___ SUPPLIED INFORMATION
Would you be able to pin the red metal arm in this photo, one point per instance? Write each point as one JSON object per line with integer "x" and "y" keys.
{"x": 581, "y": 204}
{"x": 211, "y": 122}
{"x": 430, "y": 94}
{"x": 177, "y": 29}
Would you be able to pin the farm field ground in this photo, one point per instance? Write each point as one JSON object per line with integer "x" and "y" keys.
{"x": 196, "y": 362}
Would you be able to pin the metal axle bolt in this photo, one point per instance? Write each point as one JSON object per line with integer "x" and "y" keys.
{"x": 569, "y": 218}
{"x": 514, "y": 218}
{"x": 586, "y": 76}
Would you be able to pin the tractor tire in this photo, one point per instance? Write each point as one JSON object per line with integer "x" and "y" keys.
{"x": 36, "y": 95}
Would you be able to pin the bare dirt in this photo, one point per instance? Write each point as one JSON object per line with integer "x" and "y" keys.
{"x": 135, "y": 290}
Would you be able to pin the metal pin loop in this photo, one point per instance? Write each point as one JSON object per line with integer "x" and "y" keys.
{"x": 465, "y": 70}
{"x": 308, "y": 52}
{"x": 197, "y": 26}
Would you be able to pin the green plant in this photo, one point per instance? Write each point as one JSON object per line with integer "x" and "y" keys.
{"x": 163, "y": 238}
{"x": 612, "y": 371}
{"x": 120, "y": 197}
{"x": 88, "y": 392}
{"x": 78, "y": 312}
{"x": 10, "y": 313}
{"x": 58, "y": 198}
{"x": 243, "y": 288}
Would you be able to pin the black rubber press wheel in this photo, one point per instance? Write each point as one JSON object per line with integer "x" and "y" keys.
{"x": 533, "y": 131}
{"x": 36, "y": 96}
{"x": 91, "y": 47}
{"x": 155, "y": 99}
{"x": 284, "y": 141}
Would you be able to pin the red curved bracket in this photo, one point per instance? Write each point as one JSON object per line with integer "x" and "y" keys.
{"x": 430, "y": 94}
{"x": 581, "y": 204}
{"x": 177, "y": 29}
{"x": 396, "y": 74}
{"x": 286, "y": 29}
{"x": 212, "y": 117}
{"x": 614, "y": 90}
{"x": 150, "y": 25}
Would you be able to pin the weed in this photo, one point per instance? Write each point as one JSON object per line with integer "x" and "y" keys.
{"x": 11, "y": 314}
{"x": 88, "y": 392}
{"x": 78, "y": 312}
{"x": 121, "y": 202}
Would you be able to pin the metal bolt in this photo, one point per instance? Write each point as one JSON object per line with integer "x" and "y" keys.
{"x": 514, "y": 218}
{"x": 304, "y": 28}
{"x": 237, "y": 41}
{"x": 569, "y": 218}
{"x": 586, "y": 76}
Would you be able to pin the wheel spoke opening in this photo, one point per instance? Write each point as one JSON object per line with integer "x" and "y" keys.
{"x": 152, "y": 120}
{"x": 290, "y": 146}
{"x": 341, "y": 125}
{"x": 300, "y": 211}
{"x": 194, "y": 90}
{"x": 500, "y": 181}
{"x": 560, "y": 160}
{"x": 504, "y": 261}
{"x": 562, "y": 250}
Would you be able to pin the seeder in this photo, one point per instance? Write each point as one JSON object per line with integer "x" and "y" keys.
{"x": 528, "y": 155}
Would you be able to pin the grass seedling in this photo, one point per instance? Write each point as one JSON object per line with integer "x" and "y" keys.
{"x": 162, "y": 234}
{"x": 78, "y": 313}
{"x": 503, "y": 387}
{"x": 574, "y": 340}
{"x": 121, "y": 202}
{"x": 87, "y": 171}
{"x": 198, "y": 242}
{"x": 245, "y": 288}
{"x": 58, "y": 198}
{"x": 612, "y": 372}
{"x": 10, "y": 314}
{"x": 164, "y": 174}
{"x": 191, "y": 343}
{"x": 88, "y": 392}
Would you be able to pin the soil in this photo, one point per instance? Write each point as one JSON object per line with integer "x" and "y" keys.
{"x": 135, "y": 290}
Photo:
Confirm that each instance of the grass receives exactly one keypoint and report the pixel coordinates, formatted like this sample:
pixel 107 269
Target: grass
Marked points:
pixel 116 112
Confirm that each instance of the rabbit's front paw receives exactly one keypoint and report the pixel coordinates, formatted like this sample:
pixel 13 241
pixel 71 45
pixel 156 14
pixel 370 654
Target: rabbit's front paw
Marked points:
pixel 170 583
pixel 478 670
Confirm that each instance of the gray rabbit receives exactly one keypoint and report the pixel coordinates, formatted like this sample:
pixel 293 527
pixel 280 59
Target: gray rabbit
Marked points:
______
All of the entries need to be reproduced exactly; please write them out.

**RESULT BELOW**
Would you be able to pin the red metal arm in this photo, one point per instance? Write each point as one JSON object per line with integer "x" and "y" keys.
{"x": 581, "y": 204}
{"x": 211, "y": 122}
{"x": 430, "y": 94}
{"x": 177, "y": 29}
Would you be able to pin the farm field ground in this photo, one point per instance? Write each point as one JSON object per line with integer "x" and "y" keys.
{"x": 196, "y": 362}
Would you be able to pin the metal axle bolt in this photo, one point per instance? Write each point as one JSON object per line with integer "x" and "y" keys.
{"x": 569, "y": 218}
{"x": 514, "y": 218}
{"x": 586, "y": 76}
Would you be able to pin the tractor tire in this photo, one point per instance? Write each point as one JSON object per line with integer "x" and "y" keys.
{"x": 36, "y": 95}
Would you be able to pin the bare dirt in this photo, one point per instance? Write each point as one JSON object per line with integer "x" and "y" keys.
{"x": 135, "y": 290}
Would you be able to pin the metal pin loop in this photo, one point per instance? Write each point as one JSON object per line with integer "x" and "y" keys.
{"x": 465, "y": 70}
{"x": 308, "y": 52}
{"x": 197, "y": 26}
Would you be able to pin the green plant in this photo, one point per instance? Write each point as one JSON object per line with integer "x" and "y" keys.
{"x": 163, "y": 238}
{"x": 612, "y": 371}
{"x": 120, "y": 197}
{"x": 88, "y": 392}
{"x": 78, "y": 312}
{"x": 10, "y": 313}
{"x": 58, "y": 198}
{"x": 243, "y": 288}
Would you be able to pin the black rubber press wheel in this photo, one point per instance? Write each point as one JSON object per line with integer "x" and "y" keys.
{"x": 533, "y": 131}
{"x": 36, "y": 96}
{"x": 91, "y": 47}
{"x": 155, "y": 99}
{"x": 284, "y": 141}
Would you be able to pin the red curved bracket in this photo, one point per instance? Write each point as one JSON object per line with integer "x" and "y" keys.
{"x": 430, "y": 94}
{"x": 581, "y": 204}
{"x": 177, "y": 29}
{"x": 396, "y": 74}
{"x": 286, "y": 29}
{"x": 212, "y": 117}
{"x": 614, "y": 90}
{"x": 150, "y": 25}
Would you be able to pin the weed in this photo, one point per instance? Write each point as one JSON object per line with integer "x" and "y" keys.
{"x": 11, "y": 314}
{"x": 88, "y": 392}
{"x": 78, "y": 312}
{"x": 121, "y": 202}
Would you be able to pin the metal bolt in this photo, one point per instance? Write each point as one JSON object per line with integer "x" and "y" keys.
{"x": 514, "y": 218}
{"x": 304, "y": 28}
{"x": 237, "y": 41}
{"x": 569, "y": 218}
{"x": 586, "y": 76}
Would you be able to pin the wheel spoke opening in this photo, one point per instance? Write each point as one JSON object per line with integer "x" and "y" keys.
{"x": 152, "y": 120}
{"x": 290, "y": 146}
{"x": 341, "y": 125}
{"x": 300, "y": 211}
{"x": 194, "y": 90}
{"x": 500, "y": 181}
{"x": 560, "y": 160}
{"x": 504, "y": 261}
{"x": 562, "y": 250}
Would you be able to pin the seeder in this photo, one point per instance? Write each point as one JSON object per line with integer "x" and "y" keys.
{"x": 528, "y": 155}
Would you be able to pin the grass seedling in this photo, one point per instance? Write each point as one JSON object per line with integer "x" and "y" keys.
{"x": 162, "y": 234}
{"x": 78, "y": 313}
{"x": 503, "y": 387}
{"x": 574, "y": 340}
{"x": 121, "y": 202}
{"x": 87, "y": 171}
{"x": 198, "y": 242}
{"x": 245, "y": 288}
{"x": 58, "y": 198}
{"x": 612, "y": 372}
{"x": 10, "y": 314}
{"x": 164, "y": 174}
{"x": 191, "y": 343}
{"x": 88, "y": 392}
Would you be able to pin the soil in this photo, one point per instance? Write each point as one JSON object per line with integer "x" and "y" keys.
{"x": 135, "y": 290}
Photo:
Confirm that each instance of the grass receives exactly one keypoint and report the pixel coordinates, formatted like this sample:
pixel 107 269
Target: grass
Marked points:
pixel 116 112
Confirm that each instance of the rabbit's front paw receives exactly one keypoint and report the pixel coordinates, formatted like this sample:
pixel 13 241
pixel 71 45
pixel 156 14
pixel 370 654
Target: rabbit's front paw
Marked points:
pixel 170 583
pixel 478 670
Confirm that each instance of the gray rabbit receives exactly one keypoint and report the pixel coordinates, formatted like this sample:
pixel 293 527
pixel 280 59
Target: gray rabbit
Marked points:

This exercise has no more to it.